─── Records shown ───
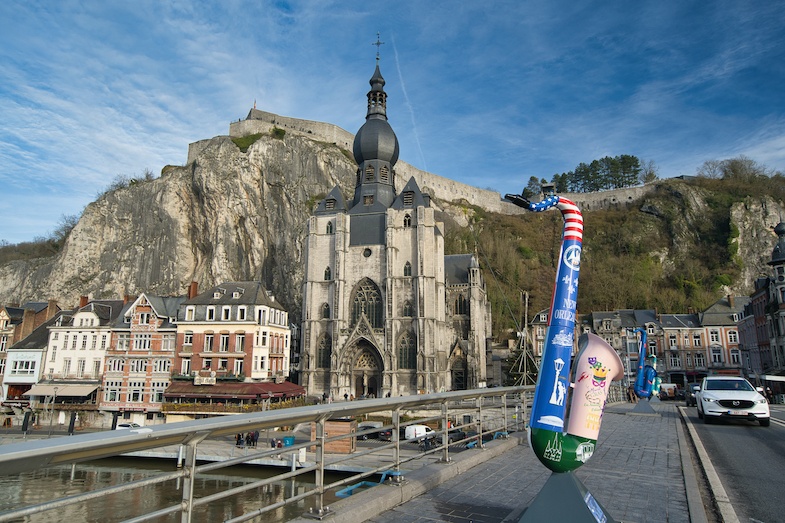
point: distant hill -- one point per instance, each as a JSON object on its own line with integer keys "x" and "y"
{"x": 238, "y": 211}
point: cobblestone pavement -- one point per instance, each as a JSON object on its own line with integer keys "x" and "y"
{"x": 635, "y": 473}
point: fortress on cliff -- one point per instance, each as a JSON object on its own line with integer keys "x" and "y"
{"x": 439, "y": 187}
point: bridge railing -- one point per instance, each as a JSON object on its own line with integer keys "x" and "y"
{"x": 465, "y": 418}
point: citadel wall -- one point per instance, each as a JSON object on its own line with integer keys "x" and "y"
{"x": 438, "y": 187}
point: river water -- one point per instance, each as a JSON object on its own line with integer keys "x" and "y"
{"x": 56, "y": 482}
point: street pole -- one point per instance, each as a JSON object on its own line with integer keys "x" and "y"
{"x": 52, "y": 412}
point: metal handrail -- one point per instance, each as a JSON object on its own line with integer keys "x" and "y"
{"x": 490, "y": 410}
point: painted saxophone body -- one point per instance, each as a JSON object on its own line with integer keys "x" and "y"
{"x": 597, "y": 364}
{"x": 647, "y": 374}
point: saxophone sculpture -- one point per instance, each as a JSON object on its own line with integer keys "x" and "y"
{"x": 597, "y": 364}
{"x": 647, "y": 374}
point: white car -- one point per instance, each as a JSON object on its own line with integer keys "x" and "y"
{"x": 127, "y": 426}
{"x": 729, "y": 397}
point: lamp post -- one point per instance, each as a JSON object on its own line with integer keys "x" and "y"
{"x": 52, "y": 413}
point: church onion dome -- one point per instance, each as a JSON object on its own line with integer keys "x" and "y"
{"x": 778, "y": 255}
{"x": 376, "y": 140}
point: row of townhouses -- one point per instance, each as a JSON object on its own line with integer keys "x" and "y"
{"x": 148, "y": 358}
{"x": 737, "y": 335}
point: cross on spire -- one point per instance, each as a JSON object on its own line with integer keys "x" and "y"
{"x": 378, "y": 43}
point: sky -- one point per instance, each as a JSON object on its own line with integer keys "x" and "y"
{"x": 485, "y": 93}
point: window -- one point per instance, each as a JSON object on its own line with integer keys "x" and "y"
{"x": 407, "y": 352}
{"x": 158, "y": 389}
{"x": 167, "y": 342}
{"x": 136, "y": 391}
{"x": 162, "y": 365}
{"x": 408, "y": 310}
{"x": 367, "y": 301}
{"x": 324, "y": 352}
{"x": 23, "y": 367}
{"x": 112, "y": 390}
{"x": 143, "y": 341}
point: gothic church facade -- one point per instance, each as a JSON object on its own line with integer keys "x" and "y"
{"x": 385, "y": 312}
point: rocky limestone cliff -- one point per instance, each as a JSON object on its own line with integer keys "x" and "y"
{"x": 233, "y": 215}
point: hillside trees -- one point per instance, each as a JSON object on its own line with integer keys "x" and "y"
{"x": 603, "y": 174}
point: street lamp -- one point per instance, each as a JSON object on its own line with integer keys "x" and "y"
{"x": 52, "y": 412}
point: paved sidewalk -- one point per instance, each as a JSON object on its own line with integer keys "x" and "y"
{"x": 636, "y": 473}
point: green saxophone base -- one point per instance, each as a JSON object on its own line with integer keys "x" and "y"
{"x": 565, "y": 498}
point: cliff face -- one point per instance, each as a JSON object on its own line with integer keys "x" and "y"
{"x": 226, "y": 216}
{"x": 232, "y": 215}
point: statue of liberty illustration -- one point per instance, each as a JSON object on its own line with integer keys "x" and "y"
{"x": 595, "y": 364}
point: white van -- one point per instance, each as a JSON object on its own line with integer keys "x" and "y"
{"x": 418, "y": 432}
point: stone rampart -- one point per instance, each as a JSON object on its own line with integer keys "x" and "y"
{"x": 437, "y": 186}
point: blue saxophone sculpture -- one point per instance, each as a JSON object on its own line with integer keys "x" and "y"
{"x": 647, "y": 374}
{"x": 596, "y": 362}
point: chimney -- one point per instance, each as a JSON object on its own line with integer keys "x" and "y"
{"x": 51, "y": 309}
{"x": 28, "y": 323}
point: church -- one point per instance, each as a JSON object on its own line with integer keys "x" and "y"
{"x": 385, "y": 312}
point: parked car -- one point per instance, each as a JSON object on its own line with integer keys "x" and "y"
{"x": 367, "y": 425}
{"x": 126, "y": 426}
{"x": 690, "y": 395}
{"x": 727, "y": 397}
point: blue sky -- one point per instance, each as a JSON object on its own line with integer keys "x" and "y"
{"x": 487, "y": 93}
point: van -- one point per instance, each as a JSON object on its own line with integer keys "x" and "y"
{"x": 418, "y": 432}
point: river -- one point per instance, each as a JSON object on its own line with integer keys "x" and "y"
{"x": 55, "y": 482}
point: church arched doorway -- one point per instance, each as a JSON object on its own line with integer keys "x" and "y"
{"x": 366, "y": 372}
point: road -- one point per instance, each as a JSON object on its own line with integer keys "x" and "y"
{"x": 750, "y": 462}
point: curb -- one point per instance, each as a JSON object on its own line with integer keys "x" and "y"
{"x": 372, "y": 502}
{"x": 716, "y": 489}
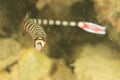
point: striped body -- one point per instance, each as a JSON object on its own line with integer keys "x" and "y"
───
Description of the task – Set the listing down verbatim, excluding pictures.

Task response –
point: distant hill -- one point per instance, each as a JSON object on its own line with integer keys "x" and "y"
{"x": 238, "y": 211}
point: cobblestone pavement -- one point per instance, each as a JSON object on its own line with integer keys "x" and "y"
{"x": 635, "y": 473}
point: fortress on cliff -- one point per instance, each as a JSON object on its own line with integer keys "x" and "y"
{"x": 439, "y": 187}
point: bridge railing -- one point per instance, each as a JSON object on its own line with integer keys "x" and "y"
{"x": 465, "y": 418}
point: citadel wall -- one point per instance, each as a JSON object on its own line with integer keys "x" and "y"
{"x": 438, "y": 187}
point: river water -- one point per instance, each as a JSON object on its own line with integer keys "x" and "y"
{"x": 56, "y": 482}
point: street pole -- one point per instance, each as a JSON object on its own line with integer keys "x" and "y"
{"x": 52, "y": 412}
point: metal handrail -- one point per instance, each as a JSON object on its own line with integer keys "x" and "y"
{"x": 490, "y": 410}
point: painted saxophone body -- one point per instance, each as a JSON object on its own line with integer keys "x" and "y"
{"x": 597, "y": 364}
{"x": 647, "y": 374}
point: saxophone sculpture -- one point per instance, each as a JSON object on its own line with integer keys "x" and "y"
{"x": 597, "y": 364}
{"x": 647, "y": 374}
point: white car -- one point per instance, each as a JSON object on its own line with integer keys "x" and "y"
{"x": 127, "y": 426}
{"x": 729, "y": 397}
point: lamp post -- one point per instance, each as a JSON object on its own line with integer keys "x" and "y"
{"x": 52, "y": 413}
point: church onion dome -- one point per instance, each as a JSON object on its own line with integer keys "x" and "y"
{"x": 778, "y": 255}
{"x": 376, "y": 140}
point: row of townhouses -- one point per instance, each as a JSON object on its own line with integer keys "x" and "y"
{"x": 148, "y": 358}
{"x": 737, "y": 335}
point: cross on spire -- one point per instance, each as a JSON object on its own line with integer keys "x" and "y"
{"x": 378, "y": 43}
point: sky -- one point per instance, each as a JSON object on its own line with integer keys "x" and "y"
{"x": 485, "y": 93}
point: window -- one point per instance, each as a JSON object on its own line with integer keys "x" and "y"
{"x": 407, "y": 352}
{"x": 158, "y": 389}
{"x": 167, "y": 342}
{"x": 136, "y": 391}
{"x": 162, "y": 365}
{"x": 408, "y": 310}
{"x": 367, "y": 301}
{"x": 324, "y": 352}
{"x": 23, "y": 367}
{"x": 112, "y": 390}
{"x": 143, "y": 341}
point: gothic church facade -- one point per instance, each as a JSON object on its own line with integer keys "x" and "y"
{"x": 385, "y": 312}
point: rocky limestone cliff -- one point per instance, each as a JSON object on its own line with integer keys "x" and "y"
{"x": 233, "y": 215}
point: hillside trees -- one point per instance, each as a JSON object on its own line with integer keys "x" and "y"
{"x": 603, "y": 174}
point: street lamp -- one point per instance, each as a JSON object on its own line with integer keys "x" and "y"
{"x": 52, "y": 412}
point: paved sidewalk -- one point per instance, each as a JSON object on its own line with integer keys "x" and "y"
{"x": 636, "y": 473}
point: green saxophone base -- one point per instance, each as a JSON object on its own line with integer keys "x" and "y"
{"x": 565, "y": 498}
point: cliff face -- one point per instance, each as a JSON object on its own line with integer keys "x" and "y"
{"x": 226, "y": 216}
{"x": 232, "y": 215}
point: statue of liberty illustration -- one point per instance, each as a JSON object on its own line with integer keys "x" and "y"
{"x": 595, "y": 364}
point: white van -- one point per instance, each as a JSON object on its own line with integer keys "x" and "y"
{"x": 418, "y": 432}
point: stone rampart -- one point per instance, each as a JSON object on its own line with integer keys "x" and "y"
{"x": 437, "y": 186}
point: blue saxophone sculpture -- one point per instance, each as a JSON object on its own line with integer keys "x" and "y"
{"x": 647, "y": 374}
{"x": 596, "y": 362}
point: chimney -- one point per instance, each as a JSON object on its own line with integer keys "x" and "y"
{"x": 51, "y": 309}
{"x": 28, "y": 323}
point: church -- one point per instance, each as a JSON object on its own line with integer keys "x" and "y"
{"x": 385, "y": 312}
point: parked car -- one point per instance, each as a JSON object on its own line with integer keys "x" and "y"
{"x": 367, "y": 425}
{"x": 126, "y": 426}
{"x": 690, "y": 395}
{"x": 727, "y": 397}
point: blue sky -- one point per instance, each as a JSON object on its own line with integer keys "x" and "y"
{"x": 487, "y": 93}
point: van -- one point per instance, each as a JSON object on its own line with integer keys "x" and "y"
{"x": 418, "y": 432}
point: river -- one point per instance, each as a JSON object on its own line with integer keys "x" and "y"
{"x": 55, "y": 482}
point: church arched doorway -- one point per instance, each as a JSON object on its own line with integer keys "x" and "y"
{"x": 366, "y": 372}
point: road -- one point per instance, each as a JSON object on its own line with integer keys "x" and "y"
{"x": 750, "y": 462}
point: curb -- one point per instance, each as a JSON object on its own line with integer keys "x" and "y"
{"x": 372, "y": 502}
{"x": 716, "y": 489}
point: striped body -- one point per instance, each as a JSON object on its own line with integer keys "x" and "y"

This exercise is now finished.